REQUIRED WORK:
Report every line in the items below that contains the word "stadium", copying each such line in full.

(Pointing and labeling entries)
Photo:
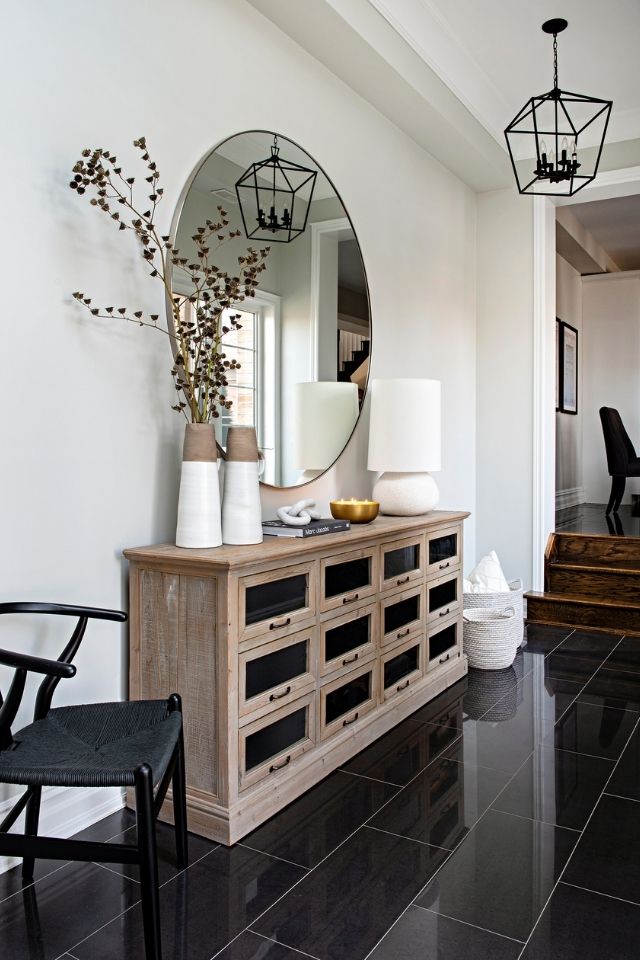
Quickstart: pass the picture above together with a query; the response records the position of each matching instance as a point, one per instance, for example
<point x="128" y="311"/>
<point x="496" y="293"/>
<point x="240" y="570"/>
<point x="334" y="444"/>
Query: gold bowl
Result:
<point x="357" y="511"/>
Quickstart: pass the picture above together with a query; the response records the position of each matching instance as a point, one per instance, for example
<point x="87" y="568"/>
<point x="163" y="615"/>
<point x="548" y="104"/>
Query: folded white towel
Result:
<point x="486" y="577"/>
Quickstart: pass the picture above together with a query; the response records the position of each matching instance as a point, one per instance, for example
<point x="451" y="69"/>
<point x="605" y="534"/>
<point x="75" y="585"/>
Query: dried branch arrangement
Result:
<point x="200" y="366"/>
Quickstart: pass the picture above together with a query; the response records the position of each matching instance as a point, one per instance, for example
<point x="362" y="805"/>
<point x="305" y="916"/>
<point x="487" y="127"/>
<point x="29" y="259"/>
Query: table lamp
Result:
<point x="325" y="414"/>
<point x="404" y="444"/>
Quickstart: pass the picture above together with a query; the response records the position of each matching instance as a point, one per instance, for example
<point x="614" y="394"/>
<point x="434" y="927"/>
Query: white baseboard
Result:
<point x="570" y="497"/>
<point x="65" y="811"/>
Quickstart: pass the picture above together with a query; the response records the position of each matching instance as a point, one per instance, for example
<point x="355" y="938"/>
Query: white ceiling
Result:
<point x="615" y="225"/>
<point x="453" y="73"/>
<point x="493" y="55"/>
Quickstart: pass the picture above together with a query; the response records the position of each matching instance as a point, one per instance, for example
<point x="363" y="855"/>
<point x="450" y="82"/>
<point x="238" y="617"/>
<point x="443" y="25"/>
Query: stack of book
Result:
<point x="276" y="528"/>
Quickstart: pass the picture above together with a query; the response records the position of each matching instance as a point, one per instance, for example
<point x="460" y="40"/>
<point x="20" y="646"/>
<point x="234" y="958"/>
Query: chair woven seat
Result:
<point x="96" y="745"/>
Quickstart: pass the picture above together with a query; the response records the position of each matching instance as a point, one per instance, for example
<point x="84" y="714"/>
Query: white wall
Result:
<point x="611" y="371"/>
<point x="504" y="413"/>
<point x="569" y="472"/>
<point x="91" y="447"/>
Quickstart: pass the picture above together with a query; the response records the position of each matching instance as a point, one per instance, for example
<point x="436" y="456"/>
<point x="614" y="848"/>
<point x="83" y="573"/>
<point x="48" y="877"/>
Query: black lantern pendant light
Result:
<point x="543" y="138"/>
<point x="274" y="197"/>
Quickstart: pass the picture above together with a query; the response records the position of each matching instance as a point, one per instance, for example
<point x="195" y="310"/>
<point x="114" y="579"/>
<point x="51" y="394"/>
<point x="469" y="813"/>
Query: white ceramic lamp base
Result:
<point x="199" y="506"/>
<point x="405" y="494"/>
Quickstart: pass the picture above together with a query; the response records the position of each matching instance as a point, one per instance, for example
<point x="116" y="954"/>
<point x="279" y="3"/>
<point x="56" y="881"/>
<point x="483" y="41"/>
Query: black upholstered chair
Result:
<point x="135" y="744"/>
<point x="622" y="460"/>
---
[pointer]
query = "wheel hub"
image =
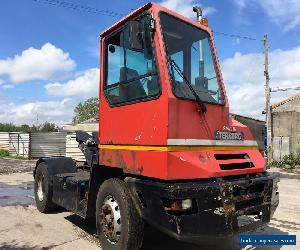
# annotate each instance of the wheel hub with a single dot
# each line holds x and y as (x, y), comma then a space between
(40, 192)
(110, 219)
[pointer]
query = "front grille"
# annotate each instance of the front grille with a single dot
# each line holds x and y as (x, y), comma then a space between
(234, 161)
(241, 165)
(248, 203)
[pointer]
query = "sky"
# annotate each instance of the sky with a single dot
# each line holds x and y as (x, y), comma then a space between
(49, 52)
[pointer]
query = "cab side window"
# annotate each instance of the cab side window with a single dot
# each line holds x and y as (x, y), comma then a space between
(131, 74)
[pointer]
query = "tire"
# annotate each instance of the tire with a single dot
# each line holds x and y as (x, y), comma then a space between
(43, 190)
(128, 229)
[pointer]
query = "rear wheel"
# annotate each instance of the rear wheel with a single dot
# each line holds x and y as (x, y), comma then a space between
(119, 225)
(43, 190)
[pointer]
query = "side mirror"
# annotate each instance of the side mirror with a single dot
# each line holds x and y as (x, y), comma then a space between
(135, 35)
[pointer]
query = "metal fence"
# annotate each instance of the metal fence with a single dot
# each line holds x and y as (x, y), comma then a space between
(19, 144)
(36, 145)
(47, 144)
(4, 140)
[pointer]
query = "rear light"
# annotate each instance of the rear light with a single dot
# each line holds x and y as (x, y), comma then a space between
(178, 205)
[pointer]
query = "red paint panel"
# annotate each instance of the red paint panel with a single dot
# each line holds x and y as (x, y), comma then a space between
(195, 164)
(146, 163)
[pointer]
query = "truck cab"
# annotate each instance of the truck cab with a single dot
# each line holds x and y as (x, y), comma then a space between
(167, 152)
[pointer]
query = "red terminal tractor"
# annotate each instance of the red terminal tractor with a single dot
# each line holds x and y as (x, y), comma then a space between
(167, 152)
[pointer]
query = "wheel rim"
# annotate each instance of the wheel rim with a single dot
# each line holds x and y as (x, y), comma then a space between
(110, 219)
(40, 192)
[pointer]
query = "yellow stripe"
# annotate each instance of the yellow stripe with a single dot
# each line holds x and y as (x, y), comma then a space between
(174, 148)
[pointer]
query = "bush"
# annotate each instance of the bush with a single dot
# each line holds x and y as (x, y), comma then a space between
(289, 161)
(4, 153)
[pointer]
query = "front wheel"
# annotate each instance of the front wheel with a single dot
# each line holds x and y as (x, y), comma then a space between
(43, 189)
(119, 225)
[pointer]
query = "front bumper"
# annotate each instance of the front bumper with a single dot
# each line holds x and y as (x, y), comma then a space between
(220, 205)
---
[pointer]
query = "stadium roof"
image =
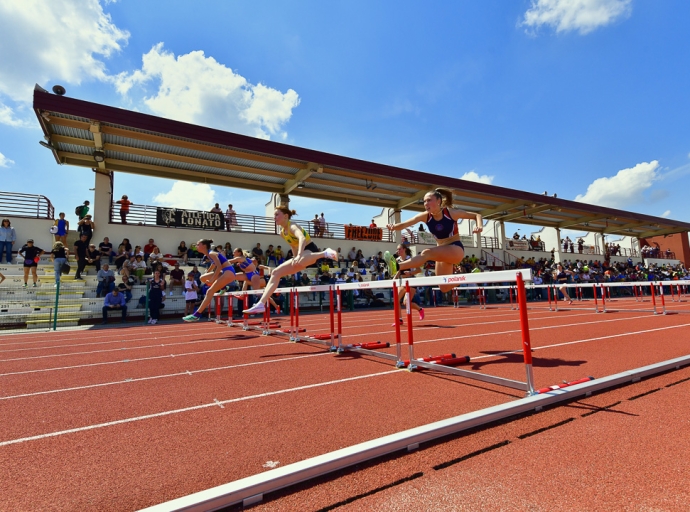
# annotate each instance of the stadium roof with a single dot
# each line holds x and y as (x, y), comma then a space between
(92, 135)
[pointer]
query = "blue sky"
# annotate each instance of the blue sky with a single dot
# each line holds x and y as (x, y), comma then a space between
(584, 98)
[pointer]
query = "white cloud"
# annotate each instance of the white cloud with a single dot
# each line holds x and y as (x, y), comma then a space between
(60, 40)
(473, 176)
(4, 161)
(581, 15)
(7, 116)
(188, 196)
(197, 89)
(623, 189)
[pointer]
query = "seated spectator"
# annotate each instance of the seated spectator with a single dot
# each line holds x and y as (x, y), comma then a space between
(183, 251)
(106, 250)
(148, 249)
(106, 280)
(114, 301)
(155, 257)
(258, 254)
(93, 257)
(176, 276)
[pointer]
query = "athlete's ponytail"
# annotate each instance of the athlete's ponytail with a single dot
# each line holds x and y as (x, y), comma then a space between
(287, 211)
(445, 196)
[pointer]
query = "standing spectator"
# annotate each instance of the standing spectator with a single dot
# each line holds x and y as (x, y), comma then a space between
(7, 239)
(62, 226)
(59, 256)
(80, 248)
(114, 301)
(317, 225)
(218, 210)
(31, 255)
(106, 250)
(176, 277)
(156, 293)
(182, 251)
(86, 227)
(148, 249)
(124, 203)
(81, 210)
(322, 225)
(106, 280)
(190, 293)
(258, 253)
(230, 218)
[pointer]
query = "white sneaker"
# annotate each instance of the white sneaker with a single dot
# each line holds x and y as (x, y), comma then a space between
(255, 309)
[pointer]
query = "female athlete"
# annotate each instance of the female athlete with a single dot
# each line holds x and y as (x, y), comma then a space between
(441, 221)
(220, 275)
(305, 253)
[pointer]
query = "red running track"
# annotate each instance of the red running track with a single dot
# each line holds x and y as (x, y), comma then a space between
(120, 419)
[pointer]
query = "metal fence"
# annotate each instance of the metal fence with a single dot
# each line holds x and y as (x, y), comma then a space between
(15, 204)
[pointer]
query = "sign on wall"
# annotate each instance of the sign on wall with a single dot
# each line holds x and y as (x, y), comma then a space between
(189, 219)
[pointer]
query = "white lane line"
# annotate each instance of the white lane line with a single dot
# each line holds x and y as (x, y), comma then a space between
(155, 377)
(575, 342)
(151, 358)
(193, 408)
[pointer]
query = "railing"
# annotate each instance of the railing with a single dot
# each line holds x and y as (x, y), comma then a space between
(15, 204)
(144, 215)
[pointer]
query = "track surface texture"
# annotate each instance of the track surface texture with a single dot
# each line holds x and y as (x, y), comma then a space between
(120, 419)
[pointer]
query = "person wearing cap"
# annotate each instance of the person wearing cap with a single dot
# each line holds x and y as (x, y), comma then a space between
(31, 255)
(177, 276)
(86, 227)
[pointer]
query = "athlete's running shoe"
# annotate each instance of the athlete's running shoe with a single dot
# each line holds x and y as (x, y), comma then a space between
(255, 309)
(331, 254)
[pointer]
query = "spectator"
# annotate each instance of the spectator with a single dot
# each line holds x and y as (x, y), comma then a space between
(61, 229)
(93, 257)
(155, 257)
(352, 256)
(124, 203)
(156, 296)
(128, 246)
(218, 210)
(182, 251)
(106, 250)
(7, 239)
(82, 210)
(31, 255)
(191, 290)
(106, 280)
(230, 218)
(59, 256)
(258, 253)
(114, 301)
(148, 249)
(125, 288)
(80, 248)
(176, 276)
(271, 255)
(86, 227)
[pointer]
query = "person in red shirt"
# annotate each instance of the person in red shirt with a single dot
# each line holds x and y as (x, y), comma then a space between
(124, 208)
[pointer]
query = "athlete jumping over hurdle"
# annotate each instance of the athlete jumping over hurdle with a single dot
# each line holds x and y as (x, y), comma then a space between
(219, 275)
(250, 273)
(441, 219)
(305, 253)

PROBLEM SOLUTION:
query = "stadium roof"
# annotate each instance of the stadium roof with a single dot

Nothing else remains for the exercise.